[Stored data entries]

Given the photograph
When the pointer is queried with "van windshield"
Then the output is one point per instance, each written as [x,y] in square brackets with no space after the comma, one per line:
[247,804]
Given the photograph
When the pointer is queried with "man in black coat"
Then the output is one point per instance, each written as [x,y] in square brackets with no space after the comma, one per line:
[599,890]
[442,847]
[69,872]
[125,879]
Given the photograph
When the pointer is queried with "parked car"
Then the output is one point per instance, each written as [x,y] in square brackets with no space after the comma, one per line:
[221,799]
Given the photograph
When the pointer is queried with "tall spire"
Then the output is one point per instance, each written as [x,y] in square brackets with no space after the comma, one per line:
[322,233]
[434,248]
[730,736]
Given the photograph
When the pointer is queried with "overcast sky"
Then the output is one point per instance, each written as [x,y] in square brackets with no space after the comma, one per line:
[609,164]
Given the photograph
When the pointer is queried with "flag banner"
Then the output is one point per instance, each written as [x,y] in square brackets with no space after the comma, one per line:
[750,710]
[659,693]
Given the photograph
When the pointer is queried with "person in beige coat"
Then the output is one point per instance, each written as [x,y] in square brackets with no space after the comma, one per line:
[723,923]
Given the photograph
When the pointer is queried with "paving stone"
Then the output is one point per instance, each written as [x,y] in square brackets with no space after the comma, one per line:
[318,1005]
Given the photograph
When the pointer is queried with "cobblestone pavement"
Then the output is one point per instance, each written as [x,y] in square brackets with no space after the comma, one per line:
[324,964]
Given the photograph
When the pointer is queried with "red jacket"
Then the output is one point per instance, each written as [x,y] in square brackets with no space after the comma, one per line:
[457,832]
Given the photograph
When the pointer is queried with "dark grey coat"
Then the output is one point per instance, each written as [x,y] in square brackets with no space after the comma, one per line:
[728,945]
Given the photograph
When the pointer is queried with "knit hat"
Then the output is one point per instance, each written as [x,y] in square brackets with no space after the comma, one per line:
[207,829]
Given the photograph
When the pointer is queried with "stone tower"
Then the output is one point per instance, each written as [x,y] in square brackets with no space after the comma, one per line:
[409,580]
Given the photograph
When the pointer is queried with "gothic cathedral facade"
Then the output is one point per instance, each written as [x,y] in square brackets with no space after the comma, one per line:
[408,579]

(WHAT YOU ARE ASKED TO DO)
Pull every line containing "coat" out of the data above.

(SOLUTION FOR THIS EXERCISE)
When the pointer is queried with "man in black coat"
When the pointer is queried with "person in beige coat"
When the pointer is queried with "dark grey coat"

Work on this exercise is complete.